(Items from a dataset)
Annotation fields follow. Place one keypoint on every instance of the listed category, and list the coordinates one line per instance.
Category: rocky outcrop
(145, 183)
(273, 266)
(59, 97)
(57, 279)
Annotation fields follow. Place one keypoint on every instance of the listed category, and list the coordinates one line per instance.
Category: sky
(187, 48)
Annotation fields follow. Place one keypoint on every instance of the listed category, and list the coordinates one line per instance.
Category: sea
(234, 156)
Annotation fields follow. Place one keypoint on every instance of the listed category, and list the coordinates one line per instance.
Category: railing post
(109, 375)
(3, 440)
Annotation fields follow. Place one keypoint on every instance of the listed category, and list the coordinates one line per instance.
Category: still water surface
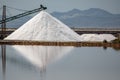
(59, 63)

Problem |
Copy all of the rows above line for line without changing anything, but leave out the pictures.

In response |
Annotation fields follow. Place one keypoint on every instance of the listed category, and list the coordinates one line per instance.
Category: rocky outcrop
(145, 183)
(273, 266)
(59, 97)
(57, 279)
Annotation fields follow. Place one keypoint on every instance of the listed category, and list the coordinates one line per instance.
Category: sky
(187, 48)
Annotation fields follow. Place one keypoint on every instance of the listed category, and list the coordinates one line per instance.
Category: sea
(234, 156)
Annotation fields follow. Place one keypoint on every instance of the listed category, and list the coordinates one line per instance.
Category: railing post
(109, 375)
(3, 440)
Annotation fields follow. Place one keypoint on every instance of the listed category, and list the coordinates one line per instance.
Category: still water surface
(59, 63)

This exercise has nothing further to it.